READING PASSAGE:
Combining 29-inch wheels and a lot of travel does mean the Ripmo is overkill for flatter, flowy, and less technical trails. And while it’s energetic and happy to pop off features along the way, it’s realistically more bike than a good number of trail riders actually need. As such, it comes up a little short of the slightly more versatile and better-climbing SB130 above. Plus, we think the Yeti is a bit more refined—the Ibis’s internal routing needed a little work to keep from rattling, as one example—and the styling of the Ripmo does leave a little to be desired (although that’s subjective). Of note, Ibis covers both ends of the trail category really well, and their lighter and snappier Ripley is a top choice among short-travel options.
See the Ibis Ripmo V2 SLX
Suspension: 160mm (front) 150mm (rear)
Tires: 29 x 2.6 in. (front) 27.5 x 2.6 in. (rear)
What we like: Well-rounded e-bike with a strong, long-lasting battery and refined downhill performance.
What we don’t: Heavy, expensive, and many trail systems don’t allow e-bikes (yet).
Specialized has been at the forefront of electric mountain bikes in North America, and their Turbo Levo is a leading all-mountain design. The latest bike is a real grin-maker—trust us on this one—and received a host of improvements that set it apart. Its new mullet setup (29 in. wheels at the front, 27.5 in. at the back) gives it a balanced and easy-to-control feel but still can smash through technical terrain, and its electronics have seen a nice upgrade in durability and refinement. Further, their Mission Control App provides quick access to the battery’s status and allows for easy customization of performance. Overall, among a fast-growing and competitive field of e-mountain bikes, we think the latest Turbo Levo is at the top of the list.

STATED PROBLEM A:
Print everything in the mountain bike review from "What we like: Well-rounded" down to "allow e-bikes (yet).".
The mountain bike review and the records are separate, unrelated material.

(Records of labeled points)
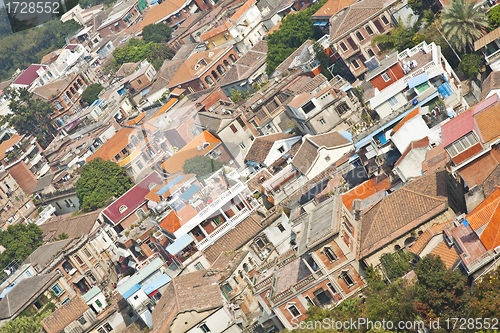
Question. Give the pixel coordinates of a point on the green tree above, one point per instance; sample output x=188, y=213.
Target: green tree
x=237, y=95
x=100, y=180
x=470, y=65
x=20, y=241
x=28, y=47
x=440, y=292
x=25, y=324
x=29, y=116
x=90, y=94
x=137, y=50
x=494, y=17
x=156, y=33
x=463, y=24
x=323, y=58
x=295, y=29
x=202, y=166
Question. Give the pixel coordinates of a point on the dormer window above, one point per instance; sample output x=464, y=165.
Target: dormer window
x=462, y=144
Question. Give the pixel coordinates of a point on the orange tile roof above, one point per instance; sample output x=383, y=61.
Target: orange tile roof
x=448, y=254
x=189, y=71
x=486, y=212
x=160, y=12
x=488, y=122
x=331, y=7
x=7, y=144
x=365, y=190
x=176, y=162
x=174, y=220
x=114, y=145
x=405, y=119
x=216, y=31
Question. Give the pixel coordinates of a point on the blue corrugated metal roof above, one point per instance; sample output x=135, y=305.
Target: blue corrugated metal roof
x=156, y=284
x=170, y=185
x=179, y=244
x=419, y=79
x=190, y=192
x=131, y=291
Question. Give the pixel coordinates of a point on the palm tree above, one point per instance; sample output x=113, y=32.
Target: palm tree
x=463, y=24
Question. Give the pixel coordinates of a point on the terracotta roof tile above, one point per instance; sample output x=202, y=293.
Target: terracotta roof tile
x=261, y=146
x=448, y=254
x=65, y=315
x=366, y=189
x=176, y=162
x=233, y=239
x=403, y=210
x=331, y=7
x=488, y=122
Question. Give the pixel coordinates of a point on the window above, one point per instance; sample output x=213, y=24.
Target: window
x=359, y=36
x=87, y=253
x=342, y=108
x=204, y=328
x=108, y=327
x=330, y=254
x=462, y=144
x=308, y=107
x=386, y=76
x=332, y=288
x=393, y=101
x=309, y=300
x=79, y=260
x=57, y=290
x=347, y=278
x=294, y=311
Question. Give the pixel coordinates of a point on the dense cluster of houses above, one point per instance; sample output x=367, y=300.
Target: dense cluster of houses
x=320, y=178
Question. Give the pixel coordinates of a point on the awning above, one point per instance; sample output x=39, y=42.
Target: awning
x=156, y=284
x=419, y=79
x=192, y=190
x=170, y=185
x=78, y=278
x=179, y=244
x=131, y=291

STATED PROBLEM B:
Output everything in the records from the line containing "Question. Give the pixel coordinates of a point on the blue" down to the final line of the records, keeping each line unchanged.

EXERCISE OUTPUT A:
What we like: Well-rounded e-bike with a strong, long-lasting battery and refined downhill performance.
What we don’t: Heavy, expensive, and many trail systems don’t allow e-bikes (yet).

EXERCISE OUTPUT B:
Question. Give the pixel coordinates of a point on the blue corrugated metal roof above, one point per instance; sample output x=135, y=305.
Target: blue corrugated metal roof
x=156, y=284
x=170, y=185
x=179, y=244
x=419, y=79
x=190, y=192
x=131, y=291
Question. Give the pixel coordinates of a point on the palm tree above, one point per instance; sample output x=113, y=32.
Target: palm tree
x=463, y=24
Question. Give the pixel coordinates of a point on the terracotta roof tile above, one point per instance; sample output x=202, y=293.
Target: terracotta roof tile
x=261, y=146
x=448, y=254
x=65, y=315
x=366, y=189
x=176, y=162
x=233, y=239
x=403, y=210
x=331, y=7
x=488, y=122
Question. Give the pixel coordinates of a point on the window above, one point per instance; sample output x=213, y=24.
Target: window
x=359, y=36
x=87, y=253
x=342, y=108
x=204, y=328
x=108, y=327
x=330, y=254
x=462, y=144
x=308, y=107
x=386, y=76
x=332, y=288
x=393, y=101
x=309, y=300
x=79, y=260
x=57, y=290
x=347, y=278
x=294, y=311
Question. Give the pixel coordinates of a point on the dense cluster of houses above, one point per instance; sample output x=367, y=300.
Target: dense cluster of houses
x=320, y=178
Question. Give the pixel coordinates of a point on the awning above, one point per instance; sample output x=39, y=42.
Target: awning
x=156, y=284
x=419, y=79
x=192, y=190
x=170, y=185
x=78, y=278
x=179, y=244
x=131, y=291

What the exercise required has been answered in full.